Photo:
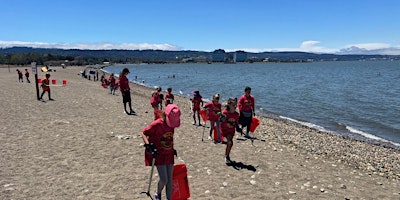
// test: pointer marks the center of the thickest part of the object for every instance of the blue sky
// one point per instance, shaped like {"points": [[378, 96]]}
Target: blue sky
{"points": [[321, 26]]}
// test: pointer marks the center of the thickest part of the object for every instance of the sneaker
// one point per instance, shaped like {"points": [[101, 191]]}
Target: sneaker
{"points": [[228, 160]]}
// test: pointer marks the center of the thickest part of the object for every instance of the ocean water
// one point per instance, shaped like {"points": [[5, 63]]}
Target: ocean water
{"points": [[359, 99]]}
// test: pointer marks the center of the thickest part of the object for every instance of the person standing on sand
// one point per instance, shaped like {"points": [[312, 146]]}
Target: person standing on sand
{"points": [[20, 76], [197, 101], [159, 135], [169, 97], [229, 123], [27, 76], [213, 108], [246, 109], [113, 84], [126, 91], [46, 87]]}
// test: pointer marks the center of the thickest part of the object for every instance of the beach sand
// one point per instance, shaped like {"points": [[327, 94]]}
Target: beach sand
{"points": [[82, 146]]}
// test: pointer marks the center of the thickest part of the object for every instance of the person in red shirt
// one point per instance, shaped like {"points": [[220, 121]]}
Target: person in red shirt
{"points": [[113, 83], [159, 135], [126, 91], [246, 109], [169, 97], [20, 76], [27, 76], [46, 87], [213, 109], [197, 101], [229, 124]]}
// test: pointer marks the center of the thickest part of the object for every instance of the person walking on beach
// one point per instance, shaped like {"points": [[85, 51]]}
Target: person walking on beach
{"points": [[213, 109], [46, 87], [197, 101], [20, 76], [246, 108], [156, 102], [126, 91], [229, 123], [27, 76], [169, 97], [113, 83], [159, 135]]}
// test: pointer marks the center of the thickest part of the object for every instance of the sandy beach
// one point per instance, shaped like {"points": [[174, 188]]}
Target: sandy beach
{"points": [[82, 146]]}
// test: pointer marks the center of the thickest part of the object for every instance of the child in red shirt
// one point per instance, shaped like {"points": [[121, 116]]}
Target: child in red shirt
{"points": [[46, 87], [229, 123], [213, 109], [196, 102], [246, 109], [169, 97], [159, 135]]}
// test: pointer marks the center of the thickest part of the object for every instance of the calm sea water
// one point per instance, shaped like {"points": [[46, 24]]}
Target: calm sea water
{"points": [[360, 99]]}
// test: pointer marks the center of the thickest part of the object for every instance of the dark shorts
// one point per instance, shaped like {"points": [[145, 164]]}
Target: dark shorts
{"points": [[245, 121], [126, 97]]}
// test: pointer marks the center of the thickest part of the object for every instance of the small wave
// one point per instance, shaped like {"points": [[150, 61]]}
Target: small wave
{"points": [[308, 124], [370, 136]]}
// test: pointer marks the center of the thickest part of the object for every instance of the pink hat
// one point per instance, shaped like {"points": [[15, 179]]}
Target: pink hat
{"points": [[173, 116]]}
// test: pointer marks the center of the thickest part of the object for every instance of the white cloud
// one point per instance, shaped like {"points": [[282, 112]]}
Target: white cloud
{"points": [[92, 46], [370, 46]]}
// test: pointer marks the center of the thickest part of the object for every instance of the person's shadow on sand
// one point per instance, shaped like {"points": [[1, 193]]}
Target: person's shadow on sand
{"points": [[240, 165]]}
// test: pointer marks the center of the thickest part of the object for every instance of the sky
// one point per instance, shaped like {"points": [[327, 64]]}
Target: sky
{"points": [[318, 26]]}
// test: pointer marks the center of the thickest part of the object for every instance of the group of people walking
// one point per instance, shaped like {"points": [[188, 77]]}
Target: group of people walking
{"points": [[158, 135]]}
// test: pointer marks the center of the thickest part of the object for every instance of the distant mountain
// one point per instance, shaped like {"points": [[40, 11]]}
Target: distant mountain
{"points": [[160, 56]]}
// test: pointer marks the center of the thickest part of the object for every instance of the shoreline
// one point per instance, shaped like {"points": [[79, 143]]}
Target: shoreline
{"points": [[353, 135], [82, 146]]}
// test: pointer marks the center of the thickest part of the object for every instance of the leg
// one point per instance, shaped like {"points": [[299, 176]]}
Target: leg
{"points": [[211, 127], [219, 136], [165, 174], [194, 117], [41, 96], [229, 145], [170, 170], [198, 117]]}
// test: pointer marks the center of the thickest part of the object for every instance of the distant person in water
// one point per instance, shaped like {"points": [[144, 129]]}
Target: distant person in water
{"points": [[197, 102], [125, 91], [46, 87], [169, 97], [113, 83], [246, 109]]}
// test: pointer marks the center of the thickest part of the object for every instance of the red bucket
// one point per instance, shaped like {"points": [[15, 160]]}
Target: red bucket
{"points": [[157, 114], [203, 114], [180, 183], [254, 124]]}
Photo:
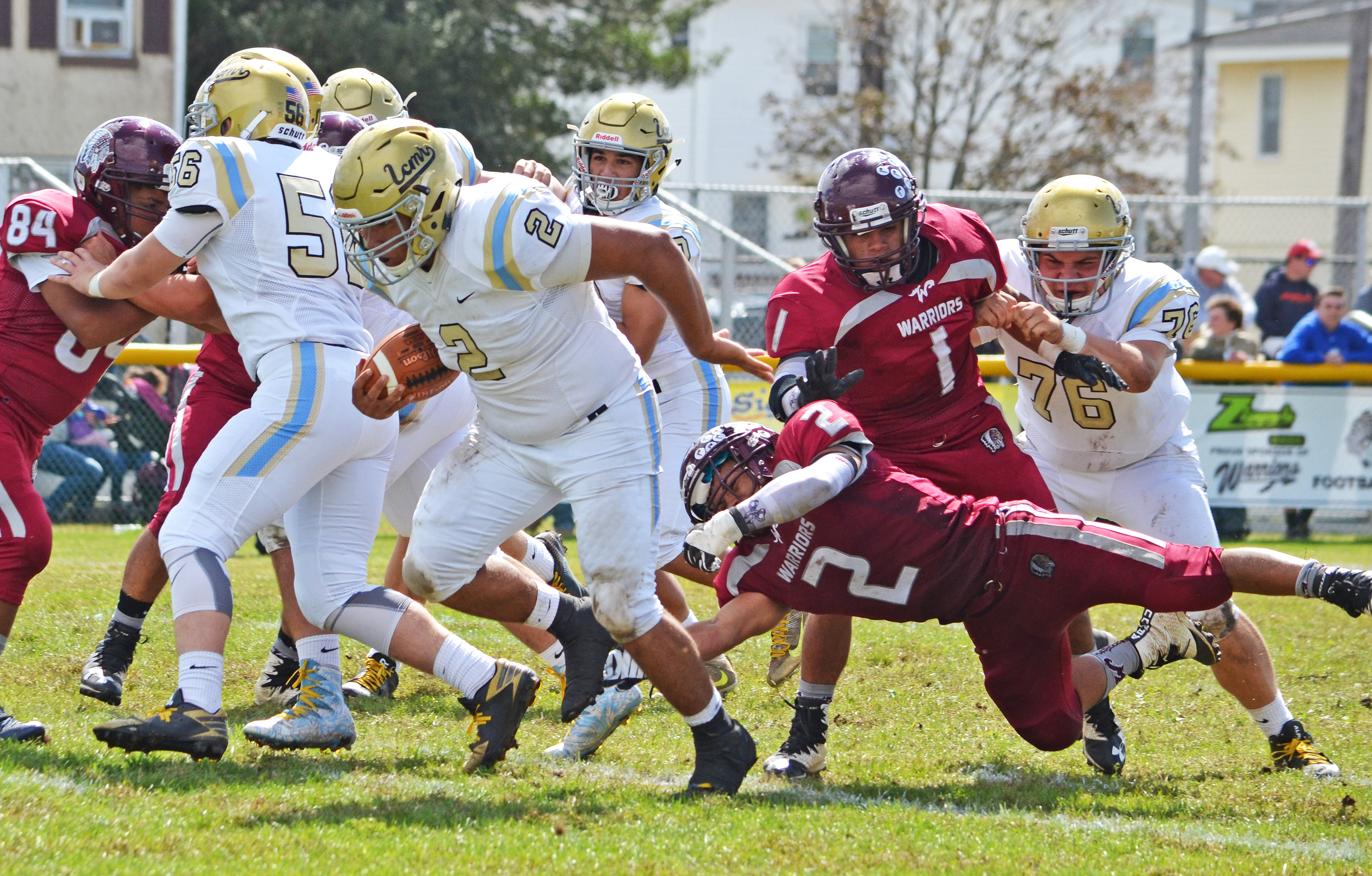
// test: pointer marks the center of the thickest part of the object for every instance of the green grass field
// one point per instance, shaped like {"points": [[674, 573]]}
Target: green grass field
{"points": [[924, 775]]}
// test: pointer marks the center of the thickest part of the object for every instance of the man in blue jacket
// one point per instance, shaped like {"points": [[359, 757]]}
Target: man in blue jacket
{"points": [[1323, 335]]}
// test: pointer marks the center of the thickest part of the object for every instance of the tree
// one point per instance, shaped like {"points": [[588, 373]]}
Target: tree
{"points": [[496, 70], [979, 94]]}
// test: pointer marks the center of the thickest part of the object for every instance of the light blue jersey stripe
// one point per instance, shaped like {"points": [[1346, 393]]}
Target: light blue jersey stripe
{"points": [[231, 168], [310, 379]]}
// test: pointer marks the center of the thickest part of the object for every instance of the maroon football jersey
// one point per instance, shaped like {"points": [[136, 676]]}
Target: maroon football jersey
{"points": [[891, 547], [913, 341], [44, 370], [220, 362]]}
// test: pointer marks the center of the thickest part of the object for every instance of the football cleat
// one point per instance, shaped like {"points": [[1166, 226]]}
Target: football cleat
{"points": [[1102, 741], [785, 651], [176, 727], [103, 675], [804, 752], [379, 677], [497, 710], [563, 577], [17, 731], [1351, 590], [1168, 638], [1294, 749], [280, 680], [722, 673], [595, 725], [320, 717], [722, 760]]}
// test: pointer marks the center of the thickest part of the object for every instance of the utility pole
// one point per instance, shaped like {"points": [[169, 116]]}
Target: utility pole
{"points": [[1191, 222], [1355, 128]]}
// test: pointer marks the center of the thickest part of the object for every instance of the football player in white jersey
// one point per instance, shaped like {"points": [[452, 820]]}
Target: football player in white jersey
{"points": [[497, 276], [1124, 456], [254, 209]]}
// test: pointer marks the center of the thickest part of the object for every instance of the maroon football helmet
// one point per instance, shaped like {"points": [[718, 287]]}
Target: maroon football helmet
{"points": [[123, 153], [748, 444], [335, 131], [862, 190]]}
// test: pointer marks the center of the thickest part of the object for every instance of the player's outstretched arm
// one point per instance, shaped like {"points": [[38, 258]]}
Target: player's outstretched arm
{"points": [[648, 253], [740, 620], [134, 274]]}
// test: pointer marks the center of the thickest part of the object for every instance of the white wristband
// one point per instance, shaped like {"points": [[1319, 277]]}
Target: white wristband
{"points": [[1073, 340]]}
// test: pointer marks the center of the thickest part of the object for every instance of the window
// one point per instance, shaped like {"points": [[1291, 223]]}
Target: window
{"points": [[822, 60], [1136, 49], [97, 28], [1270, 114]]}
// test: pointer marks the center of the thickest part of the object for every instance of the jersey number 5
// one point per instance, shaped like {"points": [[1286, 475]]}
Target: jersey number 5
{"points": [[1087, 411]]}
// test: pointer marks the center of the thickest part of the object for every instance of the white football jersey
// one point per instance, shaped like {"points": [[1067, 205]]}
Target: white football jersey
{"points": [[1077, 427], [276, 264], [670, 355], [541, 360]]}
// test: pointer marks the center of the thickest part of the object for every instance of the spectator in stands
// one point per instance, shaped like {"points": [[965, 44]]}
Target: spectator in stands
{"points": [[1212, 274], [1287, 294], [1223, 338], [1324, 335]]}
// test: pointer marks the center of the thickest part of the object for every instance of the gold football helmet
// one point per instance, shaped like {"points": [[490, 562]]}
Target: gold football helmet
{"points": [[623, 123], [313, 91], [1076, 213], [366, 95], [250, 99], [397, 174]]}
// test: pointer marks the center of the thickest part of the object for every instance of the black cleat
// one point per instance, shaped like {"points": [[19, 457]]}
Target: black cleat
{"points": [[103, 673], [804, 752], [16, 731], [1351, 590], [563, 577], [497, 710], [722, 760], [176, 727], [585, 646]]}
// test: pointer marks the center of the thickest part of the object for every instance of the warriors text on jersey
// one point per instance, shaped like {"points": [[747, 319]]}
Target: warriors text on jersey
{"points": [[542, 356], [275, 260], [44, 371], [1077, 427], [670, 353], [913, 341]]}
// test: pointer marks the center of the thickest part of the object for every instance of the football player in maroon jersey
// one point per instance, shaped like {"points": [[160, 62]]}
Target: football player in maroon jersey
{"points": [[56, 342], [825, 524], [899, 293]]}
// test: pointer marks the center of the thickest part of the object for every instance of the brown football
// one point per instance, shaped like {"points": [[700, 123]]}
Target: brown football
{"points": [[408, 356]]}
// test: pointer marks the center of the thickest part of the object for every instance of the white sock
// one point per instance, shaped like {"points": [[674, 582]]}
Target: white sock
{"points": [[1272, 717], [556, 658], [323, 650], [463, 667], [709, 713], [201, 679], [545, 607], [540, 559]]}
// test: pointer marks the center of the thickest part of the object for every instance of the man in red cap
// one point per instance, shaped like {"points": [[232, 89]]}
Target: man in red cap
{"points": [[1287, 294]]}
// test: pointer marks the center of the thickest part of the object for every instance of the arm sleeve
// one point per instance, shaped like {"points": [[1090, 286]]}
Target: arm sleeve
{"points": [[802, 491]]}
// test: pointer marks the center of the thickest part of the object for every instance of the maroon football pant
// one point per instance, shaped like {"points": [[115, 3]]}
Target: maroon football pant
{"points": [[1054, 567], [25, 529]]}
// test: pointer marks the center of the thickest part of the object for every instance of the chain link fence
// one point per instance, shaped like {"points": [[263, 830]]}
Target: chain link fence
{"points": [[777, 219]]}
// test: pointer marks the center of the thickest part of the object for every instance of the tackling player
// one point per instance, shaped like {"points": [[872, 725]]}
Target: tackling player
{"points": [[58, 344], [827, 525], [898, 293], [1117, 455], [496, 275]]}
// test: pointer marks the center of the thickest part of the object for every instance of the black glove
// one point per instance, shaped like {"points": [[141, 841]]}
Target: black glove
{"points": [[1089, 370], [821, 381]]}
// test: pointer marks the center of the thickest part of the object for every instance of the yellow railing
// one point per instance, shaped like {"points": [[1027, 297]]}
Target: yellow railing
{"points": [[991, 367]]}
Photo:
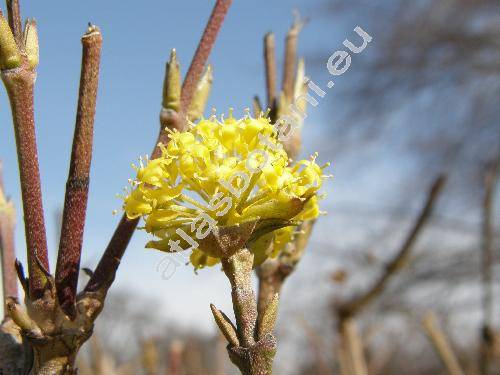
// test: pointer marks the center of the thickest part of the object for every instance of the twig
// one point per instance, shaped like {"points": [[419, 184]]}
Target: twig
{"points": [[270, 64], [7, 249], [441, 344], [15, 21], [352, 348], [487, 229], [252, 345], [355, 305], [75, 203], [203, 51], [291, 59], [273, 272], [106, 269], [19, 84]]}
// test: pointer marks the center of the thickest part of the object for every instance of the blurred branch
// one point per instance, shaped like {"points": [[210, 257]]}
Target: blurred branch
{"points": [[352, 358], [19, 79], [77, 186], [441, 344], [15, 21], [202, 52], [355, 305]]}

* **ACTIVITY**
In the records above, everything from the line with "Target: red bucket" down to the line with "the light blue jersey stripe" must be duplicated exactly, both lines kept. Leave no pictures in.

* **EXERCISE SOLUTION**
Target: red bucket
{"points": [[157, 114], [203, 114], [180, 183], [254, 124]]}
Photo:
// test: pointer marks the center of the thickest part of the object for every instance of the green grass field
// one point per instance, shaped like {"points": [[674, 573]]}
Target: green grass field
{"points": [[924, 775]]}
// test: pointer marks the center of the thickest part of the object for every instance of the man in blue jacket
// one point per instance, shaped like {"points": [[359, 757]]}
Target: man in blue jacket
{"points": [[1323, 335]]}
// test: pointer marks the center of the thickest part of the object for every instance of the tree
// one point per instance, shaped like {"points": [[588, 373]]}
Target: tree
{"points": [[496, 70], [979, 94]]}
// test: pointer marks the center of the thickest part of the object for every instance of the light blue jersey stripe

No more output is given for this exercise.